DATA SUPPLIED:

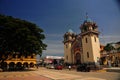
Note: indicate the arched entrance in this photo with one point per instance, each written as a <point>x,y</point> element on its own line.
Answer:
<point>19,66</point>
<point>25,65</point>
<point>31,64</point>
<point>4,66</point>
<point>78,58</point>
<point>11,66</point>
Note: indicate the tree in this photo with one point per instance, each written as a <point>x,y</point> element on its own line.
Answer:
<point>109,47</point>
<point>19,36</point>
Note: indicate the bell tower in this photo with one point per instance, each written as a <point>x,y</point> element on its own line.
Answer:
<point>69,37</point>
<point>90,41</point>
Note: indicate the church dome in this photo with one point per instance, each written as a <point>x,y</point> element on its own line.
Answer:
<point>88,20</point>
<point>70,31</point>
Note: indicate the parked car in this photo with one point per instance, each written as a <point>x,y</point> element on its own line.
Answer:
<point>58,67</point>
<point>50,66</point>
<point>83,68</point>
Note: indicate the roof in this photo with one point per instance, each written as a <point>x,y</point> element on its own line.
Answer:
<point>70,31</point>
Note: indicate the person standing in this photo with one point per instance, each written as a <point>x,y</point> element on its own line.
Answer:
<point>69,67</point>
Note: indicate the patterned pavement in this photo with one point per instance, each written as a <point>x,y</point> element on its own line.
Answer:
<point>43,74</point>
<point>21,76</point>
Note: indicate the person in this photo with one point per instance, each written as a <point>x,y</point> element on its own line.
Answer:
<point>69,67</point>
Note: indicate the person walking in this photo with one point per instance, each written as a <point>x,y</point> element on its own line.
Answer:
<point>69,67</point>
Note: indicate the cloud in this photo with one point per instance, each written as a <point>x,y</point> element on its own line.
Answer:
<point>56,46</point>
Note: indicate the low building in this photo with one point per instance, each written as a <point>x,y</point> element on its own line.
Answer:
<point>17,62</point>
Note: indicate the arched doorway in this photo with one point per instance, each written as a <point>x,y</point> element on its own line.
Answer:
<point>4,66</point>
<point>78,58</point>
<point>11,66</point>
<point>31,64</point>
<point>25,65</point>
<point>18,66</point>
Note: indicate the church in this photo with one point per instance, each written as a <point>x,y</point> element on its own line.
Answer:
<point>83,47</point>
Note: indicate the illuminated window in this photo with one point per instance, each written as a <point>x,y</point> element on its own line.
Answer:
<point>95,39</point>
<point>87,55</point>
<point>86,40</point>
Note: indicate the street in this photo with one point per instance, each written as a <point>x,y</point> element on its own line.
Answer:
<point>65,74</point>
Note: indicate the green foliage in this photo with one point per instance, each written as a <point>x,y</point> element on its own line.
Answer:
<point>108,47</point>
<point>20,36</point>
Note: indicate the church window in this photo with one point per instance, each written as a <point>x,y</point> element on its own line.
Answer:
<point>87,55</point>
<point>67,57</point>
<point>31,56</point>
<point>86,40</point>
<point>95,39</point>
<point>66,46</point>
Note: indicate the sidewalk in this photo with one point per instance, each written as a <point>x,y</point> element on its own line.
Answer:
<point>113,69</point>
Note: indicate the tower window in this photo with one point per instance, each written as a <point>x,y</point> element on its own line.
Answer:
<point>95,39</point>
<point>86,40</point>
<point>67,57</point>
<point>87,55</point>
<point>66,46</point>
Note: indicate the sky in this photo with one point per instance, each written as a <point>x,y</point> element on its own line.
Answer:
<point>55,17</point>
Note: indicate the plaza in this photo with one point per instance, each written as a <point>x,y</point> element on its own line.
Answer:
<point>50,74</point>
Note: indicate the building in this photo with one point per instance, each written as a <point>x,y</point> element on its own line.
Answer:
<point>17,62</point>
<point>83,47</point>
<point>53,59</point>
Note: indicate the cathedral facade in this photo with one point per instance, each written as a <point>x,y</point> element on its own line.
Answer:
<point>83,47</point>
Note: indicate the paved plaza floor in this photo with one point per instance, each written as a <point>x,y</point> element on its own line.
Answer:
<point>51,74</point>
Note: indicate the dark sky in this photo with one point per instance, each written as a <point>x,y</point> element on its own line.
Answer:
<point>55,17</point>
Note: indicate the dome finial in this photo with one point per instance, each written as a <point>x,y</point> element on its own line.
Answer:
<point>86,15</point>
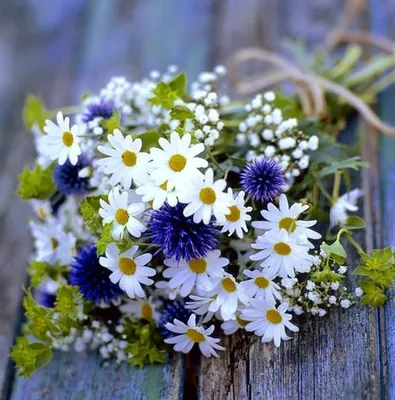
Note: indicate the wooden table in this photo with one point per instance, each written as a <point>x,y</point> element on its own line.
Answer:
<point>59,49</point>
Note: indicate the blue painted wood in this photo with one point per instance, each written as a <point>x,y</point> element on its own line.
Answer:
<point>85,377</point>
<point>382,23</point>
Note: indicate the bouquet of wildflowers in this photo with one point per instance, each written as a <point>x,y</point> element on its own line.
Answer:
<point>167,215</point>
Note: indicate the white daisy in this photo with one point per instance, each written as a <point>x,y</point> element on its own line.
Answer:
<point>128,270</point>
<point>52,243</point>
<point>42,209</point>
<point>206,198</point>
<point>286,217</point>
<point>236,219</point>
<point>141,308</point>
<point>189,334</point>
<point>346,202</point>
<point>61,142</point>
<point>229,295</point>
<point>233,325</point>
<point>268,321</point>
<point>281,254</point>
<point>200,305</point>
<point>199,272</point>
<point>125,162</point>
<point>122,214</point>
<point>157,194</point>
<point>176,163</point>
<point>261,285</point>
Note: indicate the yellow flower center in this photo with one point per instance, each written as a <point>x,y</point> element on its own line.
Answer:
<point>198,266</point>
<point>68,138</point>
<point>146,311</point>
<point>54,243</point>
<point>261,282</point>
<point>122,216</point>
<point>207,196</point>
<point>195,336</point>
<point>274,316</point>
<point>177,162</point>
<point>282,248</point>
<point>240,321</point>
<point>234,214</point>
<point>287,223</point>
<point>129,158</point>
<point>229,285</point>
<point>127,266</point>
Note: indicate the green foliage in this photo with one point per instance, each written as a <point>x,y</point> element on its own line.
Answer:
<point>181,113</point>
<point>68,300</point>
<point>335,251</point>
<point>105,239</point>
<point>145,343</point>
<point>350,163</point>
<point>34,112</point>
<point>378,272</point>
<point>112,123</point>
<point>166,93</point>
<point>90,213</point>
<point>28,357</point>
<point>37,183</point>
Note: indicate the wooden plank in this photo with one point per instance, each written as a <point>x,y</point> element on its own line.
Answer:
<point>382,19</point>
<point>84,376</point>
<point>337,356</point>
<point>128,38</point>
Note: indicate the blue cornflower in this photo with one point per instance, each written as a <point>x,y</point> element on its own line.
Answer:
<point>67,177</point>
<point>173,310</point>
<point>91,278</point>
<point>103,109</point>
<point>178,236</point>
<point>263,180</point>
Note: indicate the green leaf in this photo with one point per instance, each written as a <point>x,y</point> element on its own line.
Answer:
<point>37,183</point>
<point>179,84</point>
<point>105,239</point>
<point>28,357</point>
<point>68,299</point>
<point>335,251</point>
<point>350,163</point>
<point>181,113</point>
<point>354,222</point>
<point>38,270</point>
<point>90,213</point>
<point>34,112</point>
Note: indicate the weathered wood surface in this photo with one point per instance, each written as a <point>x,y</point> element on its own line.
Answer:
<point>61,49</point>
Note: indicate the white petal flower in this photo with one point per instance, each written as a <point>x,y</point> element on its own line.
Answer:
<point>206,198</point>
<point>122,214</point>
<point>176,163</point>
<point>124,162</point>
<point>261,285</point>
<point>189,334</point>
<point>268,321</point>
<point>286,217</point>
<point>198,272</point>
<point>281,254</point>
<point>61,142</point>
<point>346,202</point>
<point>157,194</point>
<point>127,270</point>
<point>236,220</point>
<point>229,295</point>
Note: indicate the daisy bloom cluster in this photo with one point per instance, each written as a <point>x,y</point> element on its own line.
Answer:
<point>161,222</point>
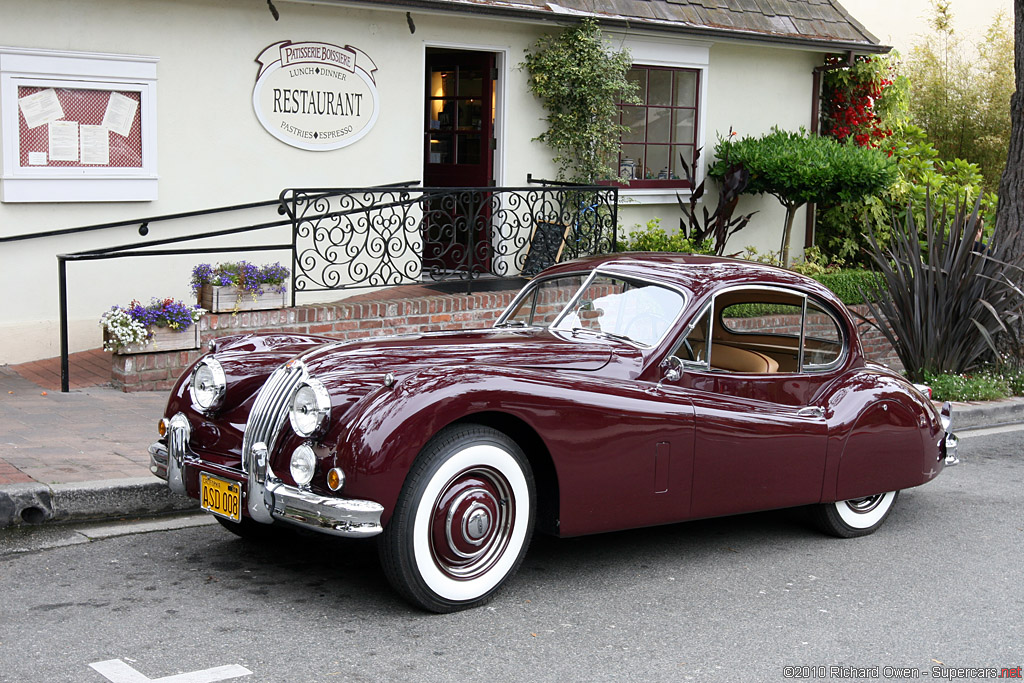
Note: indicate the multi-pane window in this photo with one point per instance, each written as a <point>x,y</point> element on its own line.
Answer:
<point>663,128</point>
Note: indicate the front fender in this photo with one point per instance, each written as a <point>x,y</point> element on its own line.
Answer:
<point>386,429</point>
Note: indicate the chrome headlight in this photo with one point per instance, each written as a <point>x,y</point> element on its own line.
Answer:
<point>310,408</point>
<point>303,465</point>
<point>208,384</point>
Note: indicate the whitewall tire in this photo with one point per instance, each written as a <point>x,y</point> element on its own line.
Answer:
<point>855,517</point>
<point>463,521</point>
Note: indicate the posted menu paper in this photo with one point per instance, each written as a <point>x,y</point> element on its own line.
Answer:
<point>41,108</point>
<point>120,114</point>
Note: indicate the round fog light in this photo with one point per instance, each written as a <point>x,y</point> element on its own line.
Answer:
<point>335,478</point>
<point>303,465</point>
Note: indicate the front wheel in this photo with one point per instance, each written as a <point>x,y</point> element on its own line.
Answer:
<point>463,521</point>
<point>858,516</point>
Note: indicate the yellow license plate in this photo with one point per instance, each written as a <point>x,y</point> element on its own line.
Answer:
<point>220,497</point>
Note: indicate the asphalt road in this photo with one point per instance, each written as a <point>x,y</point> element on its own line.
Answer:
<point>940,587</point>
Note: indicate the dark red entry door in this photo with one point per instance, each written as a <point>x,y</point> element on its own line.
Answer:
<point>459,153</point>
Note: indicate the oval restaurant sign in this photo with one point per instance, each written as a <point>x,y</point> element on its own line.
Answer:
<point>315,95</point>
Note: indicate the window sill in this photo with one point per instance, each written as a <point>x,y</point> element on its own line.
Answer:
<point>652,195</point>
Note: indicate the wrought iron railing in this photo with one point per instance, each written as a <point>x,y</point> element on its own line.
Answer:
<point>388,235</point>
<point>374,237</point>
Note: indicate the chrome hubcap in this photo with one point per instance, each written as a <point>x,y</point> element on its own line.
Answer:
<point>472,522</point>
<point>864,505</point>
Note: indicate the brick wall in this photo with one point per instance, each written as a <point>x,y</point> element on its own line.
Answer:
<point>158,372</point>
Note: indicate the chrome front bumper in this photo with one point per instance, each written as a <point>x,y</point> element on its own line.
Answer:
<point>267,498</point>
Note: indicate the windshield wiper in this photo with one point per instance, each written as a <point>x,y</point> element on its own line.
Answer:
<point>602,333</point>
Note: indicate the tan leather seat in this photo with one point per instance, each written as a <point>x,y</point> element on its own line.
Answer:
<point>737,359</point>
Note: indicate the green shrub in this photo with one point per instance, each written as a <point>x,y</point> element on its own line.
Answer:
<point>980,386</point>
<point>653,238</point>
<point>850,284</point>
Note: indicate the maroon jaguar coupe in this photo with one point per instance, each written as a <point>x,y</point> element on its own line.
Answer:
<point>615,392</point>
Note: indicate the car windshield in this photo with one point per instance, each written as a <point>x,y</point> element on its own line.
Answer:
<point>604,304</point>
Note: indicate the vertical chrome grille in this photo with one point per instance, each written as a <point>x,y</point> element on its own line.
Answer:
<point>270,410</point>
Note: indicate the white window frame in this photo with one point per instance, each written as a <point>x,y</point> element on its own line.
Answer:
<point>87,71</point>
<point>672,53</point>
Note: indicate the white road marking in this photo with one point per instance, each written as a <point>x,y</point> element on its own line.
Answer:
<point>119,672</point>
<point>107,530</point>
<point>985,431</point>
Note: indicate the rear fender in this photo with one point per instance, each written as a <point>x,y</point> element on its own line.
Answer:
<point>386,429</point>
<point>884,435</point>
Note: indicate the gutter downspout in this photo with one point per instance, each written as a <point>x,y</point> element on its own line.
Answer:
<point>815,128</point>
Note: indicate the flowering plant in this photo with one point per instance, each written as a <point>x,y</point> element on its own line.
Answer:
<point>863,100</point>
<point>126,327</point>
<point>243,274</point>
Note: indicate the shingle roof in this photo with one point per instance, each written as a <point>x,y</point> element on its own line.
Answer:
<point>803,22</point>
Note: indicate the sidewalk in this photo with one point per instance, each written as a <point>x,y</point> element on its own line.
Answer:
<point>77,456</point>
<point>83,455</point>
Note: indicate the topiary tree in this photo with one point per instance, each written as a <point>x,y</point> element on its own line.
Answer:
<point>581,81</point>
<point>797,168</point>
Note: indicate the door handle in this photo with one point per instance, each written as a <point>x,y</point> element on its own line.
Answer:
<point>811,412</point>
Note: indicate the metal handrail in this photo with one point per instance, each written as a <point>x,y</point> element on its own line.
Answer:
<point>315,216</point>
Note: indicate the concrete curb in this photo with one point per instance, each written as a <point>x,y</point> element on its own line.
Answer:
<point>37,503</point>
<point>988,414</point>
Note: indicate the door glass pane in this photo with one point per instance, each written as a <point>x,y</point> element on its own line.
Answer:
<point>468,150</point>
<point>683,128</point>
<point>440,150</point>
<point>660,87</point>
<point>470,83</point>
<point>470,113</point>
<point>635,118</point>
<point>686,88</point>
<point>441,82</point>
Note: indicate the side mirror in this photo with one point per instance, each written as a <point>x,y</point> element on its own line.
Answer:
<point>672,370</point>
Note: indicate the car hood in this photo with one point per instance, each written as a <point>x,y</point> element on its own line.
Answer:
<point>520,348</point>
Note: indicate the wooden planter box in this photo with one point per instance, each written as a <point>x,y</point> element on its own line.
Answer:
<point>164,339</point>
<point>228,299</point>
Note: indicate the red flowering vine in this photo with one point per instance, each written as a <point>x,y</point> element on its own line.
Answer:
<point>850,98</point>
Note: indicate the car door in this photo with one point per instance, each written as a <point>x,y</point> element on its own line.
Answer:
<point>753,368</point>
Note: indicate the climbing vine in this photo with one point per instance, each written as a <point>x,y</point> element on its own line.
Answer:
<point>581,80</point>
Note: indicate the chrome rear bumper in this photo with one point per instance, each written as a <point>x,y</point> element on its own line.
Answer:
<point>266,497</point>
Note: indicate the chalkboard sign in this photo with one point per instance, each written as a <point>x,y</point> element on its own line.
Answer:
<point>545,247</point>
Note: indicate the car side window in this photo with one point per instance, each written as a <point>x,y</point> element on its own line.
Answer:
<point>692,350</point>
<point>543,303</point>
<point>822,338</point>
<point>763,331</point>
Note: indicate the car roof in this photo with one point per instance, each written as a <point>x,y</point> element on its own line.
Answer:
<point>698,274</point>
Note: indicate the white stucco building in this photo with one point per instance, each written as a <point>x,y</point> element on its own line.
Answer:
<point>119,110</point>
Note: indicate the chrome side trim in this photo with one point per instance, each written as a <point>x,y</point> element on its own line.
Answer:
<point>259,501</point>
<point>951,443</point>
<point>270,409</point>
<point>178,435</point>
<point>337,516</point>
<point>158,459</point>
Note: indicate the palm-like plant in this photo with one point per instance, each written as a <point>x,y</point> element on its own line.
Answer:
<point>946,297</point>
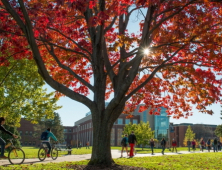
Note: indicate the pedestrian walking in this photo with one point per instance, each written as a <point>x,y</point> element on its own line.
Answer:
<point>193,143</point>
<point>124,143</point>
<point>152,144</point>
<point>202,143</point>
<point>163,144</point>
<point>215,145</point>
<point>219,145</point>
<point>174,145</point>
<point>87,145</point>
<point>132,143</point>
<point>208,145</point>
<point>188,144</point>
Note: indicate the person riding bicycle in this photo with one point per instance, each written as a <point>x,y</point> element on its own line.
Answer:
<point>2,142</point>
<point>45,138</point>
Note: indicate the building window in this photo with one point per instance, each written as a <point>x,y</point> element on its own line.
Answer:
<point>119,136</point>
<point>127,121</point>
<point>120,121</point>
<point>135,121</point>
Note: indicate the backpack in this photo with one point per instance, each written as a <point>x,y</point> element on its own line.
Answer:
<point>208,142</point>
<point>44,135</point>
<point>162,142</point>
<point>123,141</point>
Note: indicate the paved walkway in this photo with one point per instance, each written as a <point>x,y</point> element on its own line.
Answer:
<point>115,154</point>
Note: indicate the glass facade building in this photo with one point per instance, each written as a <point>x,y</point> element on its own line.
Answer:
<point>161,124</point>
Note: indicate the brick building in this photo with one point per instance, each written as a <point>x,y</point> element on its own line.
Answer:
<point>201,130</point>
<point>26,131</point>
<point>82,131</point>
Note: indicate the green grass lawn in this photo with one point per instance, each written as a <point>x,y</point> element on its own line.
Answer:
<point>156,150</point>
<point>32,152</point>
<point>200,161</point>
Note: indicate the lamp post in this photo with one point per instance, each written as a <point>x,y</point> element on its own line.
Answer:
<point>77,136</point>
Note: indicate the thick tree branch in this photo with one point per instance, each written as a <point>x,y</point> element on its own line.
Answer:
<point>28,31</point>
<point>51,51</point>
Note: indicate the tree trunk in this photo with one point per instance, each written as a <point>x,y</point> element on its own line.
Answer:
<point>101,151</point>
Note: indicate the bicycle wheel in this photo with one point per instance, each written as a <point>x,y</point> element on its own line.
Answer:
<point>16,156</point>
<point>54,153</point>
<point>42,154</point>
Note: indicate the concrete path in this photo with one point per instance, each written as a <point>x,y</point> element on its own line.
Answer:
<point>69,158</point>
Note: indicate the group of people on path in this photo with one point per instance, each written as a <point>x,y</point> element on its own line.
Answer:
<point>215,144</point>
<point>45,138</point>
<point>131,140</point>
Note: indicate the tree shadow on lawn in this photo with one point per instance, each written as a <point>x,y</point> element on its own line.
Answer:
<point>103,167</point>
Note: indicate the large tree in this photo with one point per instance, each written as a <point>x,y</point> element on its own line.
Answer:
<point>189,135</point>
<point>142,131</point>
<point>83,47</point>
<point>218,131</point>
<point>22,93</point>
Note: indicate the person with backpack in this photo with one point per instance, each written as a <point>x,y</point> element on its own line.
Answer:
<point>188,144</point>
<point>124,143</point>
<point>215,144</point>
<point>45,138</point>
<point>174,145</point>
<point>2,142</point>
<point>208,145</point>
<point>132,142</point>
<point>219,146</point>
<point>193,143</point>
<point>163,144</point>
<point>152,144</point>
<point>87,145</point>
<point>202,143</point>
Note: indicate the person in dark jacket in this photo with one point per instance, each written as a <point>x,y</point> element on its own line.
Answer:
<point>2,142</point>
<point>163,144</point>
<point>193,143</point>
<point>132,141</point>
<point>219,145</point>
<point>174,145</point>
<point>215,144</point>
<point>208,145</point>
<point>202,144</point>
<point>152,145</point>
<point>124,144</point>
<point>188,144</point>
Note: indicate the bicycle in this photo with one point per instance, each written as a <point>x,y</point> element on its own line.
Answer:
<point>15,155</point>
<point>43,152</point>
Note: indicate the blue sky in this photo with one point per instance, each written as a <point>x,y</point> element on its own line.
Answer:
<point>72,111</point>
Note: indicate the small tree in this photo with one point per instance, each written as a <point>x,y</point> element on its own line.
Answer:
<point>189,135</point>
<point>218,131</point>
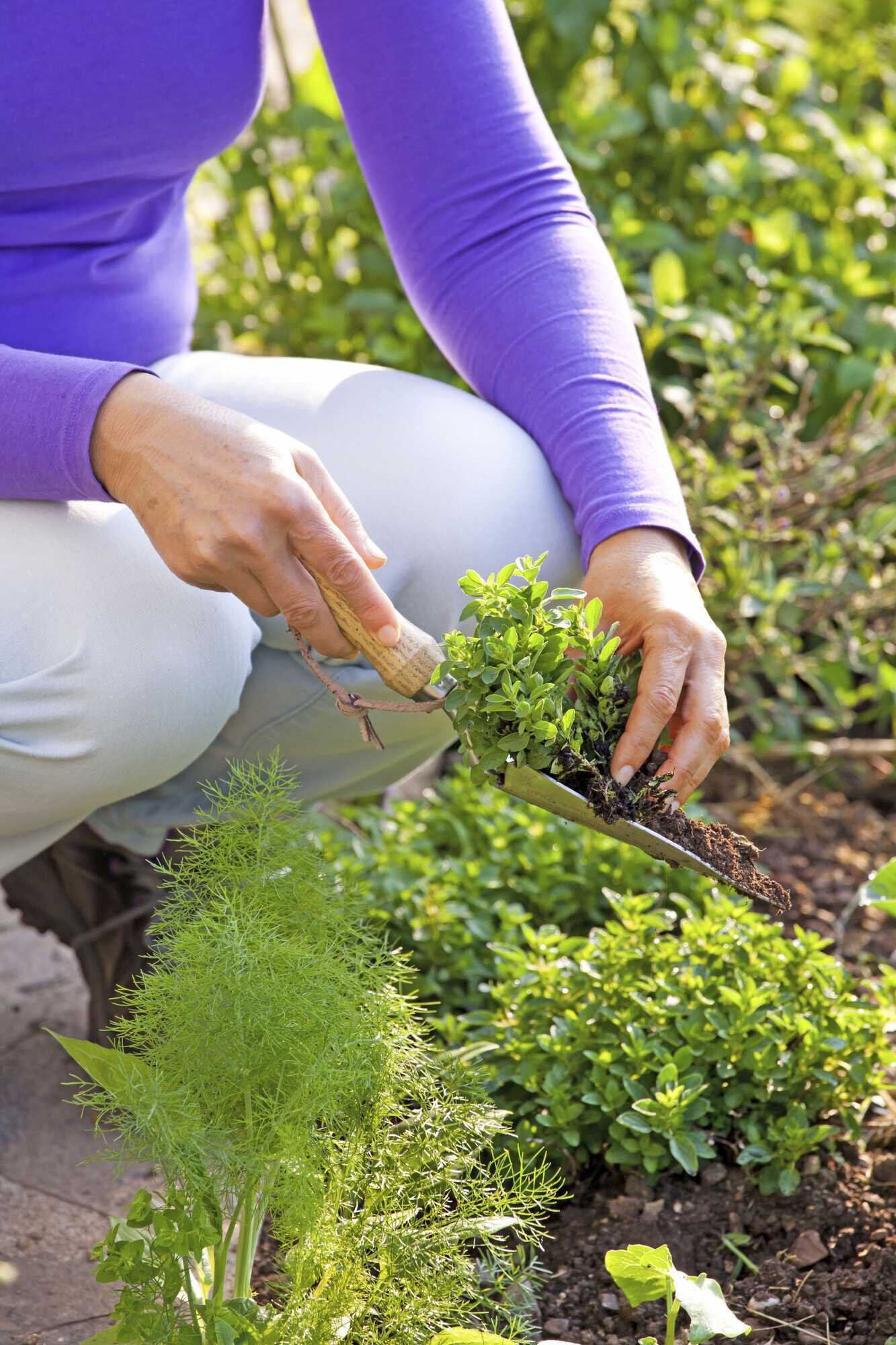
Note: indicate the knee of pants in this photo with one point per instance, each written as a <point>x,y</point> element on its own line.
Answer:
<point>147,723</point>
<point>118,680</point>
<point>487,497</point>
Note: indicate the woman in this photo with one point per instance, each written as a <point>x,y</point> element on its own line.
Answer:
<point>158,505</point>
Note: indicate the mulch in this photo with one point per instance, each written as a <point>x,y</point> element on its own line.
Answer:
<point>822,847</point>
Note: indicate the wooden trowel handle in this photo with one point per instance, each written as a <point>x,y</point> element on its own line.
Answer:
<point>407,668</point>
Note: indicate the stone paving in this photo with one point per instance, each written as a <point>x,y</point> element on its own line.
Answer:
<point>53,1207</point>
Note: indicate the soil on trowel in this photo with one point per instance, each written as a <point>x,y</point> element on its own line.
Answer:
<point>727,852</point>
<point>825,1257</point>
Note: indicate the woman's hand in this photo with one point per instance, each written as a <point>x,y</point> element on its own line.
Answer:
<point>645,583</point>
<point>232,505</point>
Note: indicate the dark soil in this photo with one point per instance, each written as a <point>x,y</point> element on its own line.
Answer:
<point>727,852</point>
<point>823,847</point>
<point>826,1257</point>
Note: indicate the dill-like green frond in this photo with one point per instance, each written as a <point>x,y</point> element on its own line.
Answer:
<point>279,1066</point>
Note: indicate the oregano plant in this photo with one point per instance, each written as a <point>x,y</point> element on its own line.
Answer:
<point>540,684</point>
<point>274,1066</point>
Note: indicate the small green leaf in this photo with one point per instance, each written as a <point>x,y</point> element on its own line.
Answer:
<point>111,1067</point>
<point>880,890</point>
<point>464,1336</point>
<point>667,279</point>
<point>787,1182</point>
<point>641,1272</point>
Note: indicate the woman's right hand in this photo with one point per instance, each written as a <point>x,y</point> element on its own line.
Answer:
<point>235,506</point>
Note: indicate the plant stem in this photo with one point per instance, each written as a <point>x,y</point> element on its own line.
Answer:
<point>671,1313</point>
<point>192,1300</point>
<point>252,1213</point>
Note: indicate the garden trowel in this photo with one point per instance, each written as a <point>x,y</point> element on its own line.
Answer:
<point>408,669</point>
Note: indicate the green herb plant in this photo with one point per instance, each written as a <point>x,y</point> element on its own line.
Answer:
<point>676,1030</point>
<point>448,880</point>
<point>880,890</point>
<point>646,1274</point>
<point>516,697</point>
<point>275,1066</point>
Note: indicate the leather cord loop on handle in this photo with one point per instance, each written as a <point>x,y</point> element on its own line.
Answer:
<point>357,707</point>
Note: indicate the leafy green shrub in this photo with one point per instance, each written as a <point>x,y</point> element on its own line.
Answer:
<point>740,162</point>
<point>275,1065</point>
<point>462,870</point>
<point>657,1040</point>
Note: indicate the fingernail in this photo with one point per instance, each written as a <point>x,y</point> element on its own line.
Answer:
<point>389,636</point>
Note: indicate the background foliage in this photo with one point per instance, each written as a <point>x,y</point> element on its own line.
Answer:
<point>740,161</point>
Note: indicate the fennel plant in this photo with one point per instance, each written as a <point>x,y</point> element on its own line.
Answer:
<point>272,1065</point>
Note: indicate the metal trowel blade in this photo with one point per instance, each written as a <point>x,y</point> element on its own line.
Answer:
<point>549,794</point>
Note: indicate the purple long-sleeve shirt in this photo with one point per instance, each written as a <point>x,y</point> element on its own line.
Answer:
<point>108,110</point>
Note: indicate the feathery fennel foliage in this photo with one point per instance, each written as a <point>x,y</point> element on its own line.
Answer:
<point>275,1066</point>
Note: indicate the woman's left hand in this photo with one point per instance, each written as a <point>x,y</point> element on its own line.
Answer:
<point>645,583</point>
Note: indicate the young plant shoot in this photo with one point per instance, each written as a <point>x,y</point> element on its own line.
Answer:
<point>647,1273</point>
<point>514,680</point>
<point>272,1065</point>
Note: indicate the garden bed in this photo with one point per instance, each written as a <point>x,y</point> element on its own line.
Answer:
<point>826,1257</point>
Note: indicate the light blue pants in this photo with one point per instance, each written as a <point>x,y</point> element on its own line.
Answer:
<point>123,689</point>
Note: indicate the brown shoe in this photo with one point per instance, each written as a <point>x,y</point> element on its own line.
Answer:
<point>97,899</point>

WORK INSTRUCTIONS: Quote the line that contains "Note: indicate the feathery" and each line after it through the end of the data, exactly, leaving out everything else.

FULL OUTPUT:
Note: indicate the feathery fennel foliage in this photo with one point per instance, each written as a <point>x,y</point> element on its own line.
Answer:
<point>275,1066</point>
Note: indicate the woman's left hand in this photo with one point per instance, each written as a <point>x,y</point> element on its own line.
Answer:
<point>645,583</point>
Note: indicate the young plant shoot in this photo with one point per instance, each written as a <point>x,y</point> element on its own line.
Answer:
<point>647,1273</point>
<point>514,680</point>
<point>272,1065</point>
Note: indicate the garden bed in this photo with one point per instance, each written as a <point>x,y</point> element on its own line.
Answer:
<point>826,1257</point>
Note: indicate the light blue pants in this photo with one point per instance, each written as a <point>x,y</point> element on its own line.
Answer:
<point>123,689</point>
Note: indicate the brown shoe in this photo with one point per instance, each written as a <point>x,y</point> element on its own line.
Answer:
<point>97,899</point>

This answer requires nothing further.